What to work on:
A – In the passage on Yellen's Philadelphia speech, what probability did the market give a June rate hike before she spoke?
B – Repeat the stretch of the passage on Yellen's Philadelphia speech from "At the March" through "changed since then.", word for word.
C – Write what comes next in the passage on Yellen's Philadelphia speech, picking up after its final sentence.

Provided passage:
────────────────

Speaking at an event in Philadelphia, Yellen continued to say the Fed needs to raise rates, but she stepped back from putting a time period on that plan.
The Fed funds rate probably needs to rise gradually over time, she said, and hikes should come before all of the central bank's economic goals have been fully reached. There was one key section of the speech she prepared Monday that strongly signaled two hikes on the way:
"Next week, concurrent with our policy meeting, the FOMC participants will release a new set of economic projections. Those could, of course, differ from the previous set of such projections in March. But speaking for myself, although the economy recently has been affected by a mix of countervailing forces, I see good reasons to expect that the positive forces supporting employment growth and higher inflation will continue to outweigh the negative ones."
The translation is fairly simple: Each quarter, the Federal Open Market Committee releases its Summary of Economic Projections, which is basically where members feel the economy is going and what the likely path of the Fed's interest rate target will be.
At the March meeting, FOMC officials indicated that two rate hikes are likely this year. Yellen's remarks indicate her opinion has not changed since then.
And with the chair highly adept so far at consensus building, the likelihood should increase that the Fed will hike rates twice this year.
Heading into the Yellen speech, the market was assigning very little chance of a hike this summer — just a six percent probability for June and 39 percent for July. September had a 52 percent probability. But the CME's Fed tracker was indicating just a 21 percent chance for a second hike by December. Those probabilities could now shift considerably.
Yellen also warned against overreacting to one monthly report, saying the overall labor market is quite positive. Although the recent slowdown in jobs bears "close watching," she said, wage growth may "finally be picking up."
"Although this recent labor market report was, on balance, concerning, let me emphasize that one should never attach too much significance to any single monthly report," she said in prepared remarks.
Still, Yellen said that an important theme of her remarks is the "inevitable uncertainty surrounding the outlook for the economy."
"The uncertainties are sizable, and progress toward our goals and, by implication, the appropriate stance of monetary policy will depend on how these uncertainties evolve," she said.

────────────────

Data:

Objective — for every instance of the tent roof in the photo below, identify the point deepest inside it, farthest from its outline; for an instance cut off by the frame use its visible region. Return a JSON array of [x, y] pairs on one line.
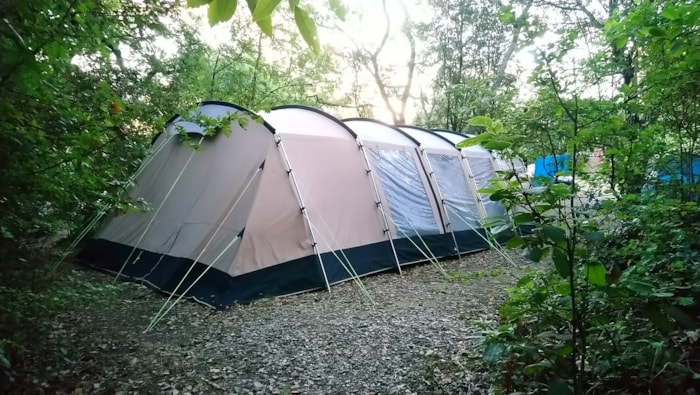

────────────────

Answers given:
A – Six percent.

B –
At the March meeting, FOMC officials indicated that two rate hikes are likely this year. Yellen's remarks indicate her opinion has not changed since then.

C –
Key areas of uncertainty, she said, include the resilience of domestic demand, the international economic situation, productivity growth and the inflation outlook.
On domestic investment, Yellen said she suspects there's a "transitory element" to recent weakness, but she acknowledged that labor market data "raise the less favorable possibility that firms may instead have decided to expand their operations more slowly."
On the international front, Yellen said she is optimistic that foreign headwinds are fading, but added that the chance of a so-called "Brexit" could have "significant economic repercussions."
Monday was the Fed chair's last chance to offer insight into Fed thinking before a media blackout takes effect ahead of the June 14-15 monetary policy meeting.
Near the conclusion of her remarks, Yellen offered a series of questions with which she and her central bank colleagues expect to grapple following the recent labor data.
"Is the markedly reduced pace of hiring in April and May a harbinger of a persistent slowdown in the broader economy? Or will monthly payroll gains move up toward the solid pace they maintained earlier this year and in 2015? Does the latest reading on the unemployment rate indicate that we are essentially back to full employment, or does relatively subdued wage growth signal that more slack remains?" she asked.
The Fed raised its key benchmark interest rate in December for the first time in nearly a decade, but has held off since then due to concerns earlier this year about a global economic slowdown and financial market volatility.